**SOURCE TEXT:**
Joint Lectures on Evolutionary Algorithms - October 2024

  • Kirill Antonov (LIACS) and Cedric Rodriguez (LUMC)
Date
Wednesday 16 October 2024
Time
Address
Online

A Functional Analysis Approach to Symbolic Regression - Kirill Antonov
Symbolic regression (SR) poses a significant challenge for randomized search heuristics due to its reliance on the synthesis of expressions for input-output mappings. Although traditional genetic programming (GP) algorithms have achieved success in various domains, they exhibit limited performance when tree-based representations are used for SR. To address these limitations, we introduce a novel SR approach called Fourier Tree Growing (FTG) that draws insights from functional analysis. This new perspective enables us to perform optimization directly in a different space, thus avoiding intricate symbolic expressions. Our proposed algorithm exhibits significant performance improvements over traditional GP methods on a range of classical one-dimensional benchmarking problems. To identify and explain the limiting factors of GP and FTG, we perform experiments on a large-scale polynomials benchmark with high-order polynomials up to degree 100. The insides discovered in this work open the way for developing GP systems with a mathematical basis and further advancements in the related areas of explainable machine learning.

**PROBLEM STATEMENT:** Summarize the lecture announcement in two sentences.

**DATA EXCERPTS:**
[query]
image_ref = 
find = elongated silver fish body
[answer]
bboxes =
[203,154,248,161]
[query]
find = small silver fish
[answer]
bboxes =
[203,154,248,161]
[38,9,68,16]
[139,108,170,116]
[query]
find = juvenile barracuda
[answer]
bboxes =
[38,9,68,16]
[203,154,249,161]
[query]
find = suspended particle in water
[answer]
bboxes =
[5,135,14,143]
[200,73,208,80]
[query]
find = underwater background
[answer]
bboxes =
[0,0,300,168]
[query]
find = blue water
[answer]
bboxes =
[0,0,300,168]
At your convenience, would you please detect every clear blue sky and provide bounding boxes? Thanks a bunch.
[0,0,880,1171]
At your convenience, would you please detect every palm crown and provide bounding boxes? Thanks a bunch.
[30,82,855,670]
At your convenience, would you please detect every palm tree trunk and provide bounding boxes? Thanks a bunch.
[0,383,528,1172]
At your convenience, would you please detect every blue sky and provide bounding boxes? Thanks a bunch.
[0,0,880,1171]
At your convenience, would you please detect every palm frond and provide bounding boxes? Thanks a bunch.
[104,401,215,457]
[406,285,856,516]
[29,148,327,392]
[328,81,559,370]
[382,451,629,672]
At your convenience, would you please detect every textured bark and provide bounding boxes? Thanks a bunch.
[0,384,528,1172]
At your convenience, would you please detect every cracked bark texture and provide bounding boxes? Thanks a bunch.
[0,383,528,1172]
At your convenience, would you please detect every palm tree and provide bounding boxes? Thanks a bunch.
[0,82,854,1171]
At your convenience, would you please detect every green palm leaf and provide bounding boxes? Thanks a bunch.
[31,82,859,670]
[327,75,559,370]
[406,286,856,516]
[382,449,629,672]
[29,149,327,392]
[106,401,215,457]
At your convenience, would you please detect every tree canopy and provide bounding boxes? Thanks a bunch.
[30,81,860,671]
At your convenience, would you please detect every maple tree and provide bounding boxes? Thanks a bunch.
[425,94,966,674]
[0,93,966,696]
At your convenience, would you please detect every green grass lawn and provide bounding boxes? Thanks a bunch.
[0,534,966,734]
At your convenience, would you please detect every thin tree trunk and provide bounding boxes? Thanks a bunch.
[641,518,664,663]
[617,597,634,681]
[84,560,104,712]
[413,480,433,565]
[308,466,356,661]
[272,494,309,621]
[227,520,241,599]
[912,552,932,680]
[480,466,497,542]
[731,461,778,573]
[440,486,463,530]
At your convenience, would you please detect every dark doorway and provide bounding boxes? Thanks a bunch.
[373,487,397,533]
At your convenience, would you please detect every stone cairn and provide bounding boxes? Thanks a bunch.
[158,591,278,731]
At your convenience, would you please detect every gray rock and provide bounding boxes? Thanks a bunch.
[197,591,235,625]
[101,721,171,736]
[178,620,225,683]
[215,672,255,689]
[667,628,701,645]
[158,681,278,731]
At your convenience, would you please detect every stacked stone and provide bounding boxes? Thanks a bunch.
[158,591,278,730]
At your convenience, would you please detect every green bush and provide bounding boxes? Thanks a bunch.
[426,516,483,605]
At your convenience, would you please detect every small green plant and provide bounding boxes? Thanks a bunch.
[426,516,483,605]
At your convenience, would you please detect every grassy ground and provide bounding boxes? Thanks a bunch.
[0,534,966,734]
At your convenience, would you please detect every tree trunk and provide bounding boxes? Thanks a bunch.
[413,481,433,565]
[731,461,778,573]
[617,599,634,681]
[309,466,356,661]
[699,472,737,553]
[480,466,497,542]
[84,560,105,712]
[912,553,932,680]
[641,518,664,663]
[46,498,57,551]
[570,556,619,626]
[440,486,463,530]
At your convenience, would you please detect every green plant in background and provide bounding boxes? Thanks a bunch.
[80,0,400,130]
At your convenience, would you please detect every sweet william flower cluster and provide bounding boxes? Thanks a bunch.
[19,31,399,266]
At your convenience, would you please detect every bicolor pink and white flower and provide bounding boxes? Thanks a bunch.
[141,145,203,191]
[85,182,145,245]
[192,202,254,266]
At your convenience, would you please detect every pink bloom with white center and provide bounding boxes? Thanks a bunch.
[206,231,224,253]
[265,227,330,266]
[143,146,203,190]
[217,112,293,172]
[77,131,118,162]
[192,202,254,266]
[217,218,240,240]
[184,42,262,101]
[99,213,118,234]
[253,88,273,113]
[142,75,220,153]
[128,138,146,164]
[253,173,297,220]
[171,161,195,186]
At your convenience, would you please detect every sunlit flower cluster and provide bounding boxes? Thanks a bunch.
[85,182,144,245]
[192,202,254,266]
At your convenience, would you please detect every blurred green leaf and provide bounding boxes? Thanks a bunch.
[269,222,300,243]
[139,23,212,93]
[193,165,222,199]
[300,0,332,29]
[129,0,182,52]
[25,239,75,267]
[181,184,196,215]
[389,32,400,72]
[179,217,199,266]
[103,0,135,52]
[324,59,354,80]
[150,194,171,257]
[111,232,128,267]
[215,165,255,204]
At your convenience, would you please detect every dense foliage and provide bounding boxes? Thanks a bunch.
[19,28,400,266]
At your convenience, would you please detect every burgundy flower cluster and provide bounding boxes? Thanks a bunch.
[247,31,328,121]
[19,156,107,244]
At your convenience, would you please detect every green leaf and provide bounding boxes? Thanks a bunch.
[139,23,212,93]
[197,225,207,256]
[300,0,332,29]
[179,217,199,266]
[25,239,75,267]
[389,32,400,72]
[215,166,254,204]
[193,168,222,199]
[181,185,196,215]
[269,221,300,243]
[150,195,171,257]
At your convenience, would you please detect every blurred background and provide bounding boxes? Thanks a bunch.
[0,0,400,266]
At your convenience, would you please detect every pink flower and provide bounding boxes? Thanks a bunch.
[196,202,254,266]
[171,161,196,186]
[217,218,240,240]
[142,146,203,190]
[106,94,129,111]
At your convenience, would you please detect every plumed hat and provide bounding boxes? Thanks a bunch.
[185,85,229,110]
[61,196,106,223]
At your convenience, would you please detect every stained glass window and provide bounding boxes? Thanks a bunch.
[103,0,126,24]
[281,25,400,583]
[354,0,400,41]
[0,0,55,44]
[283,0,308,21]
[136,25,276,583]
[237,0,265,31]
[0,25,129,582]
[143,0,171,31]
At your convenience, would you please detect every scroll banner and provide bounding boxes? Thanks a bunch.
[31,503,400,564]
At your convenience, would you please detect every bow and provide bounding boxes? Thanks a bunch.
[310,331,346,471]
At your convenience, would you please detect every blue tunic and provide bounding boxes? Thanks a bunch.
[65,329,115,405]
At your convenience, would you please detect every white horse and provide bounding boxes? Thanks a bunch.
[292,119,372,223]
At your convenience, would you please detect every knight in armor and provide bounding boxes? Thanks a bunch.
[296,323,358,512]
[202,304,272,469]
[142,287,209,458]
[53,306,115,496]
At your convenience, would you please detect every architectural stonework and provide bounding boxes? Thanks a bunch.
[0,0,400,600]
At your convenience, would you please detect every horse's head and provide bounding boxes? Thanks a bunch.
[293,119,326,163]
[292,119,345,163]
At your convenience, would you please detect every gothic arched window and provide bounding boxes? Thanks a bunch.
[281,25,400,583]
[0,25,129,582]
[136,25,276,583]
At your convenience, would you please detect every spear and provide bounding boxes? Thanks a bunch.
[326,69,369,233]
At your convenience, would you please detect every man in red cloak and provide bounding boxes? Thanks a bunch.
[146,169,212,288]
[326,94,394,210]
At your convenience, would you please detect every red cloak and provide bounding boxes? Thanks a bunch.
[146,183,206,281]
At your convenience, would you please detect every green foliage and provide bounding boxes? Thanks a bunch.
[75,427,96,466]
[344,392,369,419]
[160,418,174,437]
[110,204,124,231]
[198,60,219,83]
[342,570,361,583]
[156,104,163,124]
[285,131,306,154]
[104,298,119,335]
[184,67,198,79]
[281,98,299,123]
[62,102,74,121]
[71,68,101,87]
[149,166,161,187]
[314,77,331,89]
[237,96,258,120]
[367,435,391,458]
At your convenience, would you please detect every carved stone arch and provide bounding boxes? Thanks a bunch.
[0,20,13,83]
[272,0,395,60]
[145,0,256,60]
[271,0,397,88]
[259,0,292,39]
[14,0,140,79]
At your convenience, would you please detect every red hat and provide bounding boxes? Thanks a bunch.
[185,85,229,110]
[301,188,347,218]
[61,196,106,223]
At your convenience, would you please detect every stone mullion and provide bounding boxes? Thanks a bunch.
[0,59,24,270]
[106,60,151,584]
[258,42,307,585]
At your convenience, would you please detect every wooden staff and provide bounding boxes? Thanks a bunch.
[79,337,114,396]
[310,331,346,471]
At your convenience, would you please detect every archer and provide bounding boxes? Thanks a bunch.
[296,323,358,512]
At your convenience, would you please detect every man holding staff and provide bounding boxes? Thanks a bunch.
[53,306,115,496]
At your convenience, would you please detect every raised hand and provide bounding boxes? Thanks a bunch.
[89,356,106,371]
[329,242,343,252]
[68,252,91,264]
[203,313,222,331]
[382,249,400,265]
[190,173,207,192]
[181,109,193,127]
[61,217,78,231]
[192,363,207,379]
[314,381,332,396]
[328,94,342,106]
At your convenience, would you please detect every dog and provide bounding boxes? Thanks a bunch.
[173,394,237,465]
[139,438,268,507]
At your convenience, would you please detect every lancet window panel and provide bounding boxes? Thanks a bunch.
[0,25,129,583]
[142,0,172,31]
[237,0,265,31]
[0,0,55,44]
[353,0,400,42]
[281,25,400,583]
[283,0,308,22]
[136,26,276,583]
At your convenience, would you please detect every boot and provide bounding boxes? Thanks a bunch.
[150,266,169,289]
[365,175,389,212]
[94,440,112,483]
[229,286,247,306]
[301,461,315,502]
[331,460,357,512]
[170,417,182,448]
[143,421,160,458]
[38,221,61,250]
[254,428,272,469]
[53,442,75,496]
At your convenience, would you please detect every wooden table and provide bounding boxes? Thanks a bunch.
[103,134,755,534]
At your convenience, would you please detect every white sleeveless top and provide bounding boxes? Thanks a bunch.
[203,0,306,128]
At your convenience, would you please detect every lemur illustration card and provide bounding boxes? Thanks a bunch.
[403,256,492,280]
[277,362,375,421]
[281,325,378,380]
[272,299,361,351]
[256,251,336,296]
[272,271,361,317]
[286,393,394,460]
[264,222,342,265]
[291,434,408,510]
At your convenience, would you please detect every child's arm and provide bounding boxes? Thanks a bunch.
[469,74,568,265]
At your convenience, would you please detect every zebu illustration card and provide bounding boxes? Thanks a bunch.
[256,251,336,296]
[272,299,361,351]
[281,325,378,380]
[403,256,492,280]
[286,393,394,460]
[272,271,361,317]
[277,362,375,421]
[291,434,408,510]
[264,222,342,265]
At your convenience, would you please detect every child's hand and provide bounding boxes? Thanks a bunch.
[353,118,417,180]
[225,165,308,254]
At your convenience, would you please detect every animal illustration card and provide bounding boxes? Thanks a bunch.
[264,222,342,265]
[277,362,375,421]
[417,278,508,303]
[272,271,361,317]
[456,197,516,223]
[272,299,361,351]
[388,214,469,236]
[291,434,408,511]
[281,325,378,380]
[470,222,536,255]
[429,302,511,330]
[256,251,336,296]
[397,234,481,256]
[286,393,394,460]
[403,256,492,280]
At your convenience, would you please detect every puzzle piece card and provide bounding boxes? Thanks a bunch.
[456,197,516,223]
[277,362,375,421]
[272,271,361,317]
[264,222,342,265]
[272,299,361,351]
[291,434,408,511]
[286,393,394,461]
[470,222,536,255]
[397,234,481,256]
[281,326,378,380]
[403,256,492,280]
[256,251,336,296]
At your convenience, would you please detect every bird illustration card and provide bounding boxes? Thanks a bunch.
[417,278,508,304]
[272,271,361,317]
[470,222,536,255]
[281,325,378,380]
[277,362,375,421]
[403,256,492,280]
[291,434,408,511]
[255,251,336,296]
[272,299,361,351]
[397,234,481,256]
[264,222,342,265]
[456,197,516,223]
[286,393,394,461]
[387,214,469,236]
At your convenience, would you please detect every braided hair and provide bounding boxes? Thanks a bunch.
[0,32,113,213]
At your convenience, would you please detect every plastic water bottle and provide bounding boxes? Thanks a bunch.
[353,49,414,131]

**REPLY TO THE TASK:** The announcement is for the Joint Lectures on Evolutionary Algorithms, held online on Wednesday 16 October 2024 and featuring Kirill Antonov of LIACS and Cedric Rodriguez of LUMC. Antonov's talk introduces Fourier Tree Growing, a symbolic regression approach that draws on functional analysis to optimize directly in a different space and shows significant performance improvements over traditional genetic programming on classical one-dimensional benchmarking problems.